Cortical Surface Measurement in Psychosis
PI: Patrick Barta, MD, PhD
IRB# 84-12-12-02

The study proposes to measure the surface area and thickness of the cerebral cortex in four groups of subjects: healthy controls and patients with Down Syndrome, schizophrenia and bipolar disorder. The methods used will yield extensive information about both normal and abnormal cortical anatomy that cannot be obtained easily from post-mortem studies. These methods are sufficiently general to be used in other diseases as well. This project specifically aims to develop new methods for measuring structures in the cerebral cortex, biologically validate these measurements in studies where the pahtology is known (Down Syndrome), and to apply these methods in studies where the pathology is unknown (schizophrenia and bipolar disorder).

:::::

:: DESCRIPTION OF THE TASK ::
Continue the study description on cortical surface measurement in psychosis, starting right after its last sentence. The entries have nothing to do with this.

:::::

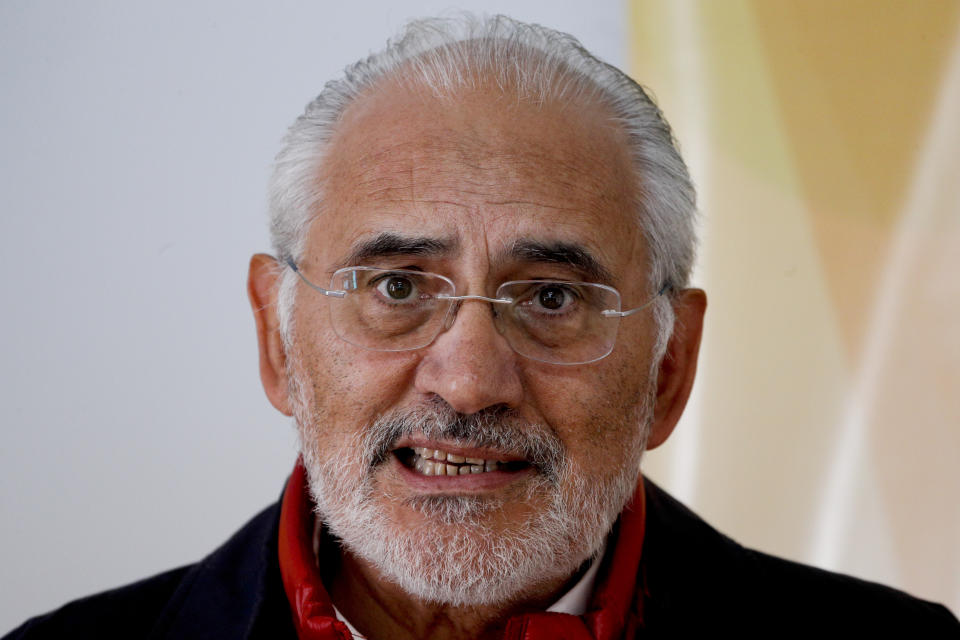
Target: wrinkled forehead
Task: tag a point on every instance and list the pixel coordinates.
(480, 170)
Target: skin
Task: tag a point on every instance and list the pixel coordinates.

:::::

:: EXERCISE RESULT ::
-- This project is now completed --


Functional MRI and Formal Thought Disorder
PI: Paul Rivkin, MD

Formal Thought Disorder (FTD) manifests as a disturbance in expressed language, not arising from pathological disorders peripheral to the brain, e.g. vocal cord pathology. FTD describes a disruption in the form of thinking that is distinct from abnormalities in content, e.g. delusions. FTD can be quantified using pathological descriptors such as derailment, tangentiality, incoherence, pressured speech and others. This study uses functional MRI to assess performance and cerebral activation in schizophrenic patients engaging in a feature binding task which requires making linguistic associations between objects. We hypothesize that schizophrenia with marked formal thought disorder will exhibit decreased thalamic activation during this task.